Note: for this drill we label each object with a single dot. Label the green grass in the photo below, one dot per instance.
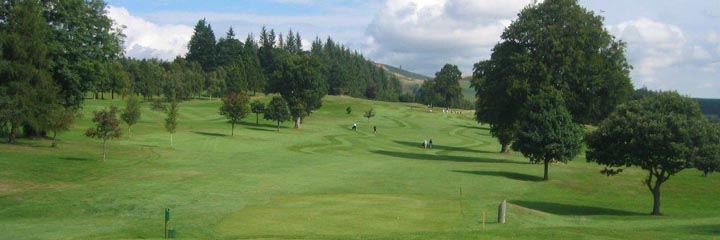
(327, 182)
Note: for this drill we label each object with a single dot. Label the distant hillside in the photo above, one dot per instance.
(709, 106)
(468, 91)
(408, 80)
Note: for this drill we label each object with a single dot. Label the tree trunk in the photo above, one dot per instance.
(656, 200)
(504, 148)
(54, 142)
(13, 132)
(104, 155)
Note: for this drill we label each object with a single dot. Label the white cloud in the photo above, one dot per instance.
(426, 34)
(699, 53)
(145, 39)
(714, 38)
(652, 45)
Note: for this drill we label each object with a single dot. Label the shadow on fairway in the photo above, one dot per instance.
(252, 124)
(704, 229)
(74, 159)
(442, 147)
(274, 129)
(432, 157)
(572, 210)
(473, 127)
(510, 175)
(209, 134)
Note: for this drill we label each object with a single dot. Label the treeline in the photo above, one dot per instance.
(216, 68)
(52, 52)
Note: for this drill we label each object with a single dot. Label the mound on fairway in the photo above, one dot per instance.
(326, 181)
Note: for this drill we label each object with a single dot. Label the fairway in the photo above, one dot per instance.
(326, 181)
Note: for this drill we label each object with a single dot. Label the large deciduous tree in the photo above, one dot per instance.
(26, 86)
(554, 44)
(257, 107)
(171, 120)
(202, 47)
(83, 43)
(447, 85)
(299, 81)
(58, 119)
(662, 134)
(547, 131)
(277, 110)
(234, 108)
(106, 127)
(132, 112)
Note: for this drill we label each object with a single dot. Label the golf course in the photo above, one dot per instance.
(326, 181)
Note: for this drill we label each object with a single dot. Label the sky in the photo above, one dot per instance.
(671, 44)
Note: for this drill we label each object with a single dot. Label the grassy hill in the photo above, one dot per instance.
(409, 80)
(328, 182)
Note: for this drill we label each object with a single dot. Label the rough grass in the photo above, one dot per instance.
(327, 182)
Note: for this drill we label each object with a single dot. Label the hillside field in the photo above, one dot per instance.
(326, 181)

▸ **Task statement**: Your answer should hold exactly the lines from the one containing "Label the rough" through the end of the entries above, and nothing else.

▸ **Answer for the task**:
Note: for this drill we label each object with a single dot. Label the rough grass in the photo above, one dot per instance.
(327, 182)
Note: for this drill we label each object with a single dot. Label the hillside field in the photo above, one dot per instance.
(326, 181)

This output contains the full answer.